● 課題の内容: 金融所得増税を扱った抜粋本文では、株や投資信託の売買で得た金融所得の税率はどのように定められているとされていますか。

● 抜粋本文:
■ ■ ■ ■ ■ ■ ■
前回のnoteで「自民党総裁選は最高の生きた勉強材料」とお伝えしましたが、さっそく面白い話題が出てきましたね。
そう、「金融所得増税」です。
実は前回2021年の自民党総裁選でも話題になった論点ですが、改めておさらいしていきたいと思います!
ちなみに私ハマネコは、金融所得増税については
絶対反対!
です。
金融所得増税とは
そもそも、金融所得増税とはいったいどんな論点なのでしょうか?
まず一般的な所得税は、お金をたくさん稼げば稼ぐほど税率が高くなっていきます。
スポーツ選手や芸能人などは「稼いだお金の半分は税金として持っていかれる」と噂されますが、まさにその通りです(実際は節税対策をしているのでしょうが(笑))
税金の目的は「ブルジョワから多く取って、平民に分け与える」という富の再分配を行うことですから、稼ぎが大きいほど税率が上がることはある意味当たり前です。
しかし「金融所得」、すなわち株や投資信託の売買で稼いだお金に関しては、税率が一律約20%と決まっています。
1万円の利益が出たら2千円が、1億の利益が出たら2千万円が、税金になるのです。
「これはおかしいから、金融所得についても他の所得税目と同じように税率を上げよう!」、というのが金融所得増税です。
金融所得増税は格差を助長?
金融所得増税が注目される理由として、現在の「一律20%」という税制が格差を助長しているという意見があります。
まず一般的な傾向として、富裕層ほど総資産に占める金融資産(株・投資信託・不動産など)の割合は高くなります。
一方で通常の所得税率は、最高で55%。
すなわち所得を労働で得た人と、株で得た人とでは、最大35%もの税率の差が生じてしまうのです(厳密には控除額の影響も受けますが)。
■ ■ ■ ■ ■ ■ ■
● 元データ:
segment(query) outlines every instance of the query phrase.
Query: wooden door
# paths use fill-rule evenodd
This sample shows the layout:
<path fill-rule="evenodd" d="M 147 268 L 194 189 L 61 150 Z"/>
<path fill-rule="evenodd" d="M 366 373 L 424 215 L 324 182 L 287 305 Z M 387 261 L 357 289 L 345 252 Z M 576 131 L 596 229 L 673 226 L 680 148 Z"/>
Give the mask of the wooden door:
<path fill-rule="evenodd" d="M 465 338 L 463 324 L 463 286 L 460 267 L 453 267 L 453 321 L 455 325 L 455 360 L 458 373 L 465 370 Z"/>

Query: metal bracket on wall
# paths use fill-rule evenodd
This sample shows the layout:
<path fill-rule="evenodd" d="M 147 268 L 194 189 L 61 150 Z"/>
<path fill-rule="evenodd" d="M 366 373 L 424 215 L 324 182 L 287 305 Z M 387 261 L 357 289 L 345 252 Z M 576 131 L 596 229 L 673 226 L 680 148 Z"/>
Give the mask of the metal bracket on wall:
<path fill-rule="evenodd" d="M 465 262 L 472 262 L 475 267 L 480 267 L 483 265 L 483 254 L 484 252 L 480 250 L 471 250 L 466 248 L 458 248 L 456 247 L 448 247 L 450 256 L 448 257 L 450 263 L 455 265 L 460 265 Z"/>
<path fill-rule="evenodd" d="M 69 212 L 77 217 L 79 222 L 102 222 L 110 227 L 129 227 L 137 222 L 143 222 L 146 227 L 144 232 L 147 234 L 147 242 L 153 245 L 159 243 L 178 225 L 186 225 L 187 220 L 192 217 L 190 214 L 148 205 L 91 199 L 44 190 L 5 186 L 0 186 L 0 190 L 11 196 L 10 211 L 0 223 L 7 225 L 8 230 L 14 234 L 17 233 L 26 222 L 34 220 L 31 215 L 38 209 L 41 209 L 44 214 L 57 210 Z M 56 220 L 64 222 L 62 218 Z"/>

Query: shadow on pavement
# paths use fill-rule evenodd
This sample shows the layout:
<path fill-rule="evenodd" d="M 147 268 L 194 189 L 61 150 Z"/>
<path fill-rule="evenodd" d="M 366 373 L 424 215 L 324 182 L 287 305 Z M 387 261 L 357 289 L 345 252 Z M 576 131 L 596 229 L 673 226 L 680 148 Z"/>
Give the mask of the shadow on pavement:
■ ■ ■ ■ ■ ■ ■
● 回答全文: 一律約20%と定められています。